Reading text:

As described above, the present phenolic resin foamed plate can be produced by arranging the foamable resin compositions separately foamed in the foaming process to be opposed to each other, and by foaming, curing, and bonding the foamable resin compositions such that the foam surfaces come into contact with each other. When the two foamable resin compositions in the foaming process are integrated at the central portion in the thickness direction of the foamed plate, the average density at the central portion in the thickness direction is higher than the adjacent portions in the thickness direction, and in addition, the uniformity of the density distribution is increased. Therefore, in the present phenolic resin foamed plate, the length in the thickness direction of a region where a low density portion is continuous is reduced, so that the start of local breakage at the low density portion is delayed, buckling hardly occurs, the compressive strength is good, and the bending strength is improved. As a method for producing such a foamed plate, according to a mold (batch-type) process, compositions are discharged (applied) into two molds, and foaming and curing is performed with the openings of the two molds joined, whereas according to a continuous process, foamable resin compositions are separately discharged onto the opposing surfaces of two surface materials being traveling. The foregoing problem is thus solved. In other words, both in the mold process and the continuous process, the two separate foamable resin compositions are discharged and foamed, and the foam surfaces are joined and bonded with each other. Accordingly, the internally generated heat during a curing reaction in the foaming and curing process can be dissipated efficiently. Therefore, it is possible to produce a high-quality foamed plate under efficient production conditions such as a high temperature condition, without giving damage to cell membranes of the foamable resin composition. As described above, in the present invention, it has been found that a density distribution structure characteristic in the thickness direction can be achieved by discharging and foaming two separate foamable resin compositions and thereafter joining and bonding the foam surfaces, and that this characteristic improves the compressive strength or the like of the foamed plate as compared with the conventional product.
Advantageous Effects of Invention
The present invention provides a phenolic resin foamed plate exhibiting practically sufficient compressive strength and thermal conductivity even when the product thickness is increased, and a method for producing the same.

Listing:
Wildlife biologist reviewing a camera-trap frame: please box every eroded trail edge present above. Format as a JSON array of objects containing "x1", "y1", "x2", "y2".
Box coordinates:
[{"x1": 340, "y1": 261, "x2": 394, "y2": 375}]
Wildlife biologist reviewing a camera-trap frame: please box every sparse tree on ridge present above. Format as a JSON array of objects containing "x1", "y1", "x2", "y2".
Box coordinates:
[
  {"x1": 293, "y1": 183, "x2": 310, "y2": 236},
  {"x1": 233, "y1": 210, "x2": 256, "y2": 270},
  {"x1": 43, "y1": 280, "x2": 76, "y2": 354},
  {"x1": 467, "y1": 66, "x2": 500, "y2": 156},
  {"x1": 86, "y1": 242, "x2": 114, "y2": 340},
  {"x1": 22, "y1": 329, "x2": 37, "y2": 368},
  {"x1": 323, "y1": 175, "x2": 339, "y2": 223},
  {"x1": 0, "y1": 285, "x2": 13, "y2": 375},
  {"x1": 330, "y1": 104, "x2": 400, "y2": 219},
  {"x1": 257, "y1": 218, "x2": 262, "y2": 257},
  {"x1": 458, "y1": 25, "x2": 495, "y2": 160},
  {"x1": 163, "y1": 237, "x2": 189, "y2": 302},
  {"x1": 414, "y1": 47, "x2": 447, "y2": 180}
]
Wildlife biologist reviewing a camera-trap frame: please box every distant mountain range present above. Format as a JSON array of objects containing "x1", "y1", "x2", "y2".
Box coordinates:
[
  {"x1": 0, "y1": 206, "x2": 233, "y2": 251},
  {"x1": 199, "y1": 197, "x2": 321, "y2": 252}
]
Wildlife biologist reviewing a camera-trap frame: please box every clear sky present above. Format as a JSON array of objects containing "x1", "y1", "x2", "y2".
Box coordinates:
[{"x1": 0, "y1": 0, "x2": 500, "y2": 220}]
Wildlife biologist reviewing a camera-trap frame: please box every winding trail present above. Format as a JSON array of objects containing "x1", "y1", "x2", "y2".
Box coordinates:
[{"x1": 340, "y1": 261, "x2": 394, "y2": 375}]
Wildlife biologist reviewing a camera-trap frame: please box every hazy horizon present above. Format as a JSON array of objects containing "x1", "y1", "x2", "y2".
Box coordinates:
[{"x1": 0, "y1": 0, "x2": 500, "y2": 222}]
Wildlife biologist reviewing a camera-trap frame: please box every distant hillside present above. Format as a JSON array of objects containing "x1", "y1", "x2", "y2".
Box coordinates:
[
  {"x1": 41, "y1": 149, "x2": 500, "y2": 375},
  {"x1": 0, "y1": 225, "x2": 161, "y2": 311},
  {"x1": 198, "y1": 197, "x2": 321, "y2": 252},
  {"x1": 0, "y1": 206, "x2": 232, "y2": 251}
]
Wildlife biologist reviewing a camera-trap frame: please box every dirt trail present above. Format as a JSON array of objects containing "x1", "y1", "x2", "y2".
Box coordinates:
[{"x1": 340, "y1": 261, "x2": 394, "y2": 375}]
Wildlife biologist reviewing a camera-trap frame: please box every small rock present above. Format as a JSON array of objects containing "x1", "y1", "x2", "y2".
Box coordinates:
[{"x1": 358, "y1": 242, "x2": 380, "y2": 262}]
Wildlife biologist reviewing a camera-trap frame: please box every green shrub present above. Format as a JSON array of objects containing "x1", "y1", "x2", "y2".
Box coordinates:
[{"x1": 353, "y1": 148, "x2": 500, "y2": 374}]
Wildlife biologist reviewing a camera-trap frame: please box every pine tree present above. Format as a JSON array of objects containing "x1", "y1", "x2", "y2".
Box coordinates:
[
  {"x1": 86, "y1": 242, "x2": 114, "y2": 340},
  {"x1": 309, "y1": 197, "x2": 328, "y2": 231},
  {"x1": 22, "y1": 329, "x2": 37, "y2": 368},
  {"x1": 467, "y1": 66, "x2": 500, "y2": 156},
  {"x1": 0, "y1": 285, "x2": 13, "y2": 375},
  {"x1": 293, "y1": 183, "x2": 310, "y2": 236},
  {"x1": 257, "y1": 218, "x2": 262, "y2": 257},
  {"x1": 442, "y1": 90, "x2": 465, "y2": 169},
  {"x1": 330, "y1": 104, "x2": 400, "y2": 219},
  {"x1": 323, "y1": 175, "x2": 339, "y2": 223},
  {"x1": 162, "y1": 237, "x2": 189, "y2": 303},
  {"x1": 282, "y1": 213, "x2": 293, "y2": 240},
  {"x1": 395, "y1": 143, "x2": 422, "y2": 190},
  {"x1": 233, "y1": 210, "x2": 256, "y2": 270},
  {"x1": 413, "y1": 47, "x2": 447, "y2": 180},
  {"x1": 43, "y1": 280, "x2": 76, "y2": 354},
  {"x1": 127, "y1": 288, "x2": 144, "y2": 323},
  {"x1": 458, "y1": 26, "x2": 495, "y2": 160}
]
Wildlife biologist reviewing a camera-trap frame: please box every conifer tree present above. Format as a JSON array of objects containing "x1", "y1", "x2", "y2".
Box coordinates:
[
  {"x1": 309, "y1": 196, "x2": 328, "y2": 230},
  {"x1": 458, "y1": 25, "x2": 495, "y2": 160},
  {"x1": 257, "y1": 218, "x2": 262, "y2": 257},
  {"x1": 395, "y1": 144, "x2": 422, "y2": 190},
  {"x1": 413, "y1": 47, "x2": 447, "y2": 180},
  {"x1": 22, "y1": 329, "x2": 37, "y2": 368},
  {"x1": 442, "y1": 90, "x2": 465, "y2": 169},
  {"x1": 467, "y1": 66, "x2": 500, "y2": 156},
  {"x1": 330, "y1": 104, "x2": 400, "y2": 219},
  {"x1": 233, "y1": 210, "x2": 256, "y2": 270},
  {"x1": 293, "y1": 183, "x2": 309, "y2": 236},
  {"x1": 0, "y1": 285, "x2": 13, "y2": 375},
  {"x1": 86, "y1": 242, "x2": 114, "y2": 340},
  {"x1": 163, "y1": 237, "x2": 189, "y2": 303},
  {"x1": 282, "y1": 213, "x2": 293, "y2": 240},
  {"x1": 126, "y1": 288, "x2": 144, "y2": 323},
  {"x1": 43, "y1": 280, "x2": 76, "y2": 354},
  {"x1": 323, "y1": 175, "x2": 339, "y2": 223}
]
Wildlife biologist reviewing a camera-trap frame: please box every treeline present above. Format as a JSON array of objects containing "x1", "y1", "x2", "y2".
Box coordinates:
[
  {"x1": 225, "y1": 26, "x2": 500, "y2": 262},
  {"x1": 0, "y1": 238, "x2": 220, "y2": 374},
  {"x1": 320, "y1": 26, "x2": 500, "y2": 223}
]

Given instruction A: In the phenolic foam passage, where are the foamable resin compositions discharged in the continuous process?
Given instruction B: According to the phenolic foam passage, why can a high-quality plate be made under efficient conditions such as high temperature without damaging the foamable resin composition?
Given instruction C: The phenolic foam passage says that shortening the region where the low-density portion is continuous has several results. List all of them.
Answer from the phenolic foam passage only, not from the entries.

Expected output A: Separately onto the opposing surfaces of two traveling surface materials.

Expected output B: The two foamable resin compositions are discharged and foamed separately, and then their foam surfaces are joined and bonded. This lets the heat generated internally during the curing reaction dissipate efficiently.

Expected output C:
- The start of local breakage at the low-density portion is delayed.
- Buckling hardly occurs.
- The compressive strength is good.
- The bending strength is improved.